* Document segment *
## START

Good, deep, lasting, sister-like friendships require sacrifice. To have good friends you have to be a good friend. If you’re only willing to invest a once-a-year meet-up, you will get back a once-a-year depth of friendship. If you never text back and you cancel every get-together…you will not get back deep friendship.

Listen, I know you’re run ragged and you have almost nothing left to give. I know you’re exhausted and fed up and you can barely make it through the day. I KNOW. Believe me, I know. The problem with finding friends in adulthood is that we are all exhausted and on our last pair of yoga pants. None of us have a ton of extra. Finding a tribe in this stage is like a bunch of starving people on a deserted island trying to help each other find food. It’s pretty rough. No shame or judgement here but the thing is, if you want a tribe you have to find a way to make space for those relationships.

It means showing up.

A couple years ago my son broke his arm on the trampoline. Our friends happened to be there at the time. My husband jumped in the truck with my boy and rushed him to the ER, and without a word our friends loaded me and the other kids up and followed them in. While I ran shaking into the emergency room, they went and bought pizza and comforted our other three sobbing kids.

These friends have shown up again and again, and we’ve shown up for them. Nothing can substitute the history of the times we stood alongside each other through hardship. Nothing.

It means making sacrifices.

I’m a big advocate of boundaries; it’s super important to take care of your needs. I also think it’s important to make sacrifices for the friends that you choose (key word, the ones you choose). Maybe that means meeting up with them when you don’t feel like it. Maybe it’s doing something you don’t want to do to help them out. Deep friendships require serving, loving, and giving.

It means not being a fair-weather friend.

## END

* Stored data *
## START

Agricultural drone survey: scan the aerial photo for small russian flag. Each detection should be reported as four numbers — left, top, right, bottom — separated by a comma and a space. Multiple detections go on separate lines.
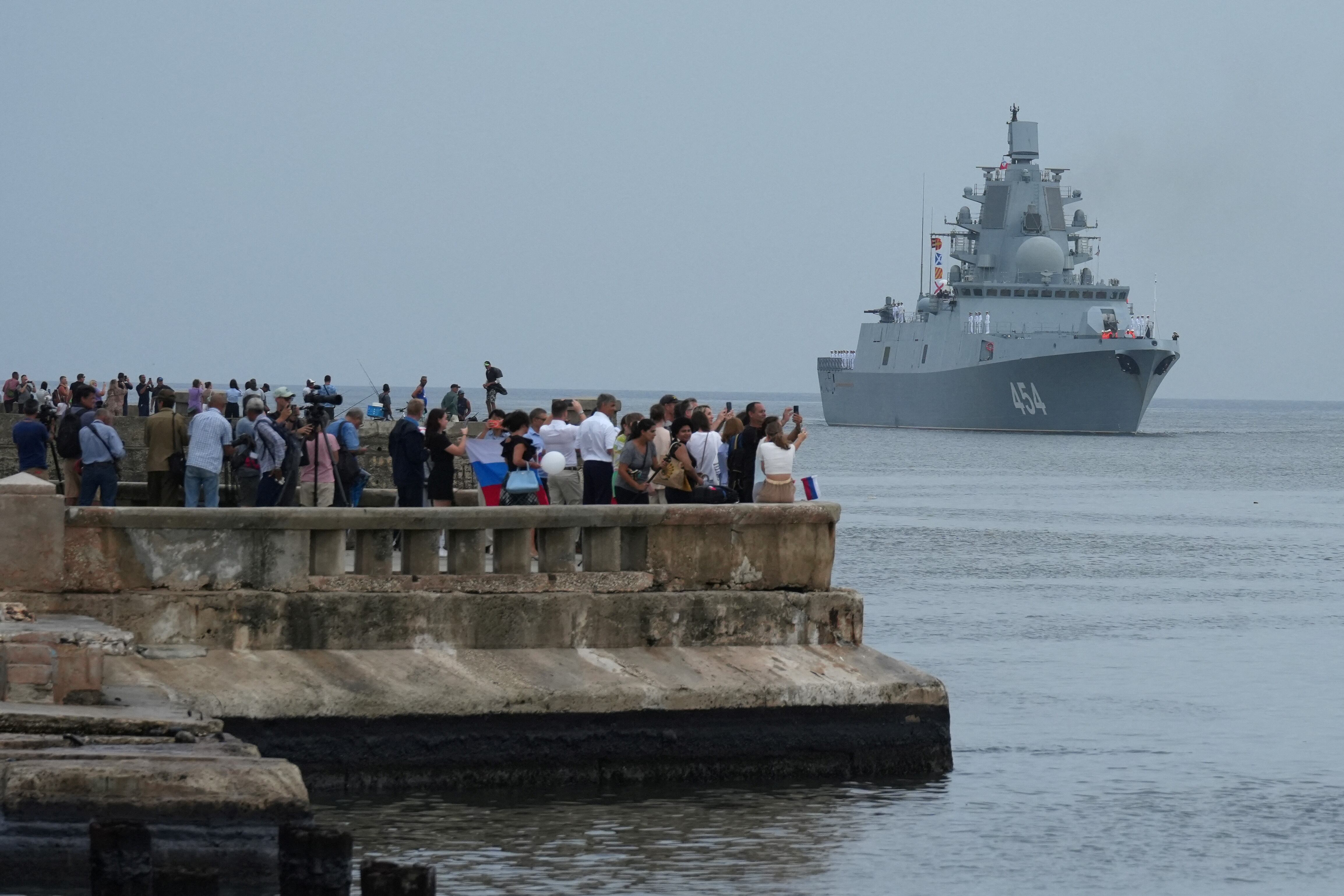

## END

Continue the piece on friendship in adulthood from its last sentence, writing the next part of the text.

* The reply *
It means not disappearing when the going gets tough. A few summers ago I had an absolute meltdown. I was so anxious I couldn’t leave my house without multiple panic attacks. One of my friends showed up every single day. “What are you scared of today?” she would ask. I’d tell her and she would say, “It’s just the anxiety; you aren’t dying I promise.” And I would weep.

I still get tears in my eyes thinking about it now.

I try to be a “fun” person to be around and I feel insecure when I’m struggling. This friend showed up when I wasn’t fun; in fact, I was down right depressing to be around. And now this friend isn’t just my friend…she is my sister.

It means pursuing. 

It means sending texts to check in on them about that thing they were worried about. It means grabbing a gift when it makes you think of them. It means asking them to meet up for coffee or even better a kidless, glass of wine.

It means texting back when you’re almost asleep and you get a text, “hey you up?”

It means dropping everything and grabbing two large Diet Cokes to bring to their house when they’re feeling down.

It means choosing. 

Listen, you cannot give the same level of friendship to everyone. You have to choose the people you are going to pursue and to whom you give your heart to. I’ve come across the idea (often) that it’s wrong to leave anyone out, but I kinda think that’s silly. That’s like saying that it’s selfish to marry one husband because, what about all the single dudes. We should be kind towards everyone (obviously), but we cannot give our heart to everyone. It’s definitely okay to choose the people you invest in; in fact you have to if you want depth of friendship.

*Side note, just because someone has a lot of needs DOES NOT make them your person. Sometimes the people that shout the loudest force their way into the center of our universe. Make sure you’re choosing your people on purpose and that they’re the kind of people who will give friendship back.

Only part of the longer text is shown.